(Region pointing data)
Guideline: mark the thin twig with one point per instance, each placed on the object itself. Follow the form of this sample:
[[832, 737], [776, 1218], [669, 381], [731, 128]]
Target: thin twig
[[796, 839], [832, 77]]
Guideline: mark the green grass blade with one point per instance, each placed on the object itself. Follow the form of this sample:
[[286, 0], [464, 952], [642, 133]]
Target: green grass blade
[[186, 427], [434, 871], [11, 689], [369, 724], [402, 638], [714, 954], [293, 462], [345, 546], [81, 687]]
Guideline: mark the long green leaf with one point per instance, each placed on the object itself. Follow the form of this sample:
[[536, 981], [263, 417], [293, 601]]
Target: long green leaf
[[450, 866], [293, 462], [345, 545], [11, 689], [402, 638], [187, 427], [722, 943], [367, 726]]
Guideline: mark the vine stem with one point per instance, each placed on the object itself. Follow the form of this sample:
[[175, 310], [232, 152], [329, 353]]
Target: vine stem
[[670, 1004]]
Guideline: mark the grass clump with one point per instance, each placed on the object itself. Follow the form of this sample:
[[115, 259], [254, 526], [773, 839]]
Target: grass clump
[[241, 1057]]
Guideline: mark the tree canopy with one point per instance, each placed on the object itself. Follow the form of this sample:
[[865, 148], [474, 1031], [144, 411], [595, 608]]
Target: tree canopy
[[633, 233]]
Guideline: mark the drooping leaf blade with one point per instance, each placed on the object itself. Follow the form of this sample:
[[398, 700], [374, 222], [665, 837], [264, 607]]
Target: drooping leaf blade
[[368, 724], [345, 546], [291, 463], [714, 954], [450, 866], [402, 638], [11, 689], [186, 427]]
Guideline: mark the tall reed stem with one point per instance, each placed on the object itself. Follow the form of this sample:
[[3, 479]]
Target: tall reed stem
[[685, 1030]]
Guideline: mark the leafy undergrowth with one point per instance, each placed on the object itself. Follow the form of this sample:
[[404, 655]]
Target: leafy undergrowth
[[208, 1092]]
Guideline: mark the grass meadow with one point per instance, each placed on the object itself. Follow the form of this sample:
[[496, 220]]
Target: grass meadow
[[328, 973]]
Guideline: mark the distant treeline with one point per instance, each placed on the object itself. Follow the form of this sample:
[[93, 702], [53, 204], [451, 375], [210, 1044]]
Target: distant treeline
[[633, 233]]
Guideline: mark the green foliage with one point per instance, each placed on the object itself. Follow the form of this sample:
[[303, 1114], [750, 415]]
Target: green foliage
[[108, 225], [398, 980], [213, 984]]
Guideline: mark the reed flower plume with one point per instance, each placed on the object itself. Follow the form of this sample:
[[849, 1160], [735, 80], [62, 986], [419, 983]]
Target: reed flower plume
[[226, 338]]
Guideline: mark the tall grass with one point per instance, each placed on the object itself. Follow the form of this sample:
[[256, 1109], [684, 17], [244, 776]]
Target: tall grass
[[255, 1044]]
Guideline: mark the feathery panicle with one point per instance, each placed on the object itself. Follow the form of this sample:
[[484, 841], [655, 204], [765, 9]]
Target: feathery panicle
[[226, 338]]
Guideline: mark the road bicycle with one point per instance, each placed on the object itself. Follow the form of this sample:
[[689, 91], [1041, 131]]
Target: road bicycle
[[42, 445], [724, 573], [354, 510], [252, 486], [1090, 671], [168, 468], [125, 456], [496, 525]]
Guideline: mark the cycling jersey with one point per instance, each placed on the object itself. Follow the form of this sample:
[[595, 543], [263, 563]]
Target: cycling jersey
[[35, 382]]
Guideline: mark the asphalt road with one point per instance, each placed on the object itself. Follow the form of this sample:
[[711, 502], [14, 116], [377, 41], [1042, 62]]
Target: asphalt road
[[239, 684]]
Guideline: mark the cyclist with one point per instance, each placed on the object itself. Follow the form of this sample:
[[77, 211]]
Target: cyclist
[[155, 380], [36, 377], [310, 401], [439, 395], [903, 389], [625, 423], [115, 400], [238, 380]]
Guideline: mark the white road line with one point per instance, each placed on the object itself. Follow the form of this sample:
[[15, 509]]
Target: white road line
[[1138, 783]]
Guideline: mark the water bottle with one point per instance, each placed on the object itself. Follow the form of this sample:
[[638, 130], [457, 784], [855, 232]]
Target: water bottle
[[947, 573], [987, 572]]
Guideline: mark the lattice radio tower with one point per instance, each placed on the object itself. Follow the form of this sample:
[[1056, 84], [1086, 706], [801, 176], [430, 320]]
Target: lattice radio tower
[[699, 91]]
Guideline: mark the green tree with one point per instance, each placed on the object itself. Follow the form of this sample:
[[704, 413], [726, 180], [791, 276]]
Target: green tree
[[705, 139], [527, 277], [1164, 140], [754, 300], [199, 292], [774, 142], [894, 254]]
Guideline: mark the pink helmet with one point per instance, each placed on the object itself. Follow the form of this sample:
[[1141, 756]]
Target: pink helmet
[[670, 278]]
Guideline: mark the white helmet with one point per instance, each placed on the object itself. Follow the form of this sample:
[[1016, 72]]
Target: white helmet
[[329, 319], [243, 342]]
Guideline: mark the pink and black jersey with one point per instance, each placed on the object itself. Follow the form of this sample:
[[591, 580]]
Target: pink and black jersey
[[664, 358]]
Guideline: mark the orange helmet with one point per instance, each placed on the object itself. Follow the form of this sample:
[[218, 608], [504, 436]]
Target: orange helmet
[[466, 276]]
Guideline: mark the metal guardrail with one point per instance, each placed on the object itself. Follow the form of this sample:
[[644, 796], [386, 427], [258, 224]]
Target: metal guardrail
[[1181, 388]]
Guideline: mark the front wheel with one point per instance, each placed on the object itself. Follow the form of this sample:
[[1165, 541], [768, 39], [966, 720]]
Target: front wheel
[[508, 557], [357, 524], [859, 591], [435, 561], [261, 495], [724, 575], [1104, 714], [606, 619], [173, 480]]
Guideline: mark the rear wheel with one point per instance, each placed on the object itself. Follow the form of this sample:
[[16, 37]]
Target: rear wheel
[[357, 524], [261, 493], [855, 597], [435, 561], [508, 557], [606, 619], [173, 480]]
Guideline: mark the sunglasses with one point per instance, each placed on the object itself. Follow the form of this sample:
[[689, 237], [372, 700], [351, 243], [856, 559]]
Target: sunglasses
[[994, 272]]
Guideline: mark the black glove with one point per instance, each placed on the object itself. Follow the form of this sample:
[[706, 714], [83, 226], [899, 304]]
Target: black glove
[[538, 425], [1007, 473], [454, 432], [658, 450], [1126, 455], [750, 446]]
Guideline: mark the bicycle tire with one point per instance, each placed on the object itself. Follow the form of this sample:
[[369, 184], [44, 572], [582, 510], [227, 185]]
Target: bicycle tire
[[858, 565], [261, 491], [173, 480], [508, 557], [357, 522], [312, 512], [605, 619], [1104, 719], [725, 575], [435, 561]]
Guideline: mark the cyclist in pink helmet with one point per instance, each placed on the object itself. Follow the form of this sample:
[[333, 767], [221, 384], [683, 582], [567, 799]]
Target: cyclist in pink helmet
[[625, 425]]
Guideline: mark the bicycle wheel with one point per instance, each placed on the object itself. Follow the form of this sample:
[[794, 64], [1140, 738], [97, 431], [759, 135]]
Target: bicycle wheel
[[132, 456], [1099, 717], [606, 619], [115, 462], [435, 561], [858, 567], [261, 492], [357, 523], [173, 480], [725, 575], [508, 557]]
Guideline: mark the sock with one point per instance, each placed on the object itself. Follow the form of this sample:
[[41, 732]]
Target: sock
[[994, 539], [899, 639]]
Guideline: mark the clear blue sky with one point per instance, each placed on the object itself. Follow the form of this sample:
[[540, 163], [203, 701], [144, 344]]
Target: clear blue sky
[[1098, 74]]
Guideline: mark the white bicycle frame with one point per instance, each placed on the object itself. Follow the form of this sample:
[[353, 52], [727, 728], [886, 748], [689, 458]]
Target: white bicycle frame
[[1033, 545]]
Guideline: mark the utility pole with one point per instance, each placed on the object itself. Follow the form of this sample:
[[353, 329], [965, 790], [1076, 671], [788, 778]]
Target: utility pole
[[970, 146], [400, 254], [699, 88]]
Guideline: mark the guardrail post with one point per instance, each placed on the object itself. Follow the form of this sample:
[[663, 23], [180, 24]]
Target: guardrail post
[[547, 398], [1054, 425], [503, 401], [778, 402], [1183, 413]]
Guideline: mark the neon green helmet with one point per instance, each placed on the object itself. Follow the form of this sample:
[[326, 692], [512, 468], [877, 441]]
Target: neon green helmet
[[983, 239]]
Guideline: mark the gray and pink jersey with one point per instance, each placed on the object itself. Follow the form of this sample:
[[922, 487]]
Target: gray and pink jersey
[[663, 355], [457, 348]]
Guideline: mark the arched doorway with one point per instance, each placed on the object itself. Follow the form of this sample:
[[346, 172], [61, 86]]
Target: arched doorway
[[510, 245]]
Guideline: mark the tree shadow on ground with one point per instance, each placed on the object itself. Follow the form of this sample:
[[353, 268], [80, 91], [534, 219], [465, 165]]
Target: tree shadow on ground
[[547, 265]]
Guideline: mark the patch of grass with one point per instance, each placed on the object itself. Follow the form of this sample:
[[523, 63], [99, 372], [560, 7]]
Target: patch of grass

* Problem: Write out only the lines from the very start of the entries above to the line that includes "Guideline: mark the drooping", both ends included, each one unchanged.

* Solution to the problem:
Guideline: mark the thin twig with one point per instance, each placed on the object itself. Follow the form of this sample:
[[832, 737], [776, 1218], [669, 381], [731, 128]]
Target: thin twig
[[796, 839], [832, 77]]
Guideline: mark the green grass blade with one point per instance, each placed on the object itself. Follow the form of this sample:
[[286, 0], [464, 952], [642, 133]]
Target: green grass blade
[[186, 427], [434, 871], [11, 689], [369, 724], [402, 638], [714, 954], [293, 462], [345, 546], [81, 687]]
Guideline: mark the long green leaf with one point per instance, each placed on the object itself. Follow the form of this sample:
[[536, 981], [263, 417], [293, 601]]
Target: long green leaf
[[450, 866], [293, 462], [345, 545], [11, 689], [402, 638], [187, 427], [722, 943], [367, 726]]
Guideline: mark the vine stem with one point per instance, each placed on the object itself. Follow the form of this sample:
[[175, 310], [232, 152], [329, 353]]
Target: vine stem
[[670, 1004]]
Guideline: mark the grass clump with one point per instance, each placed on the object itself. Follow the form of this sample:
[[115, 259], [254, 526], [773, 839]]
Target: grass clump
[[241, 1057]]
Guideline: mark the tree canopy with one point per instance, each placed on the object itself. Follow the form of this sample:
[[865, 148], [474, 1031], [144, 411], [595, 608]]
Target: tree canopy
[[633, 233]]
Guideline: mark the drooping leaf blade with one point per instance, each placed on the object itself. Follow the form of this sample:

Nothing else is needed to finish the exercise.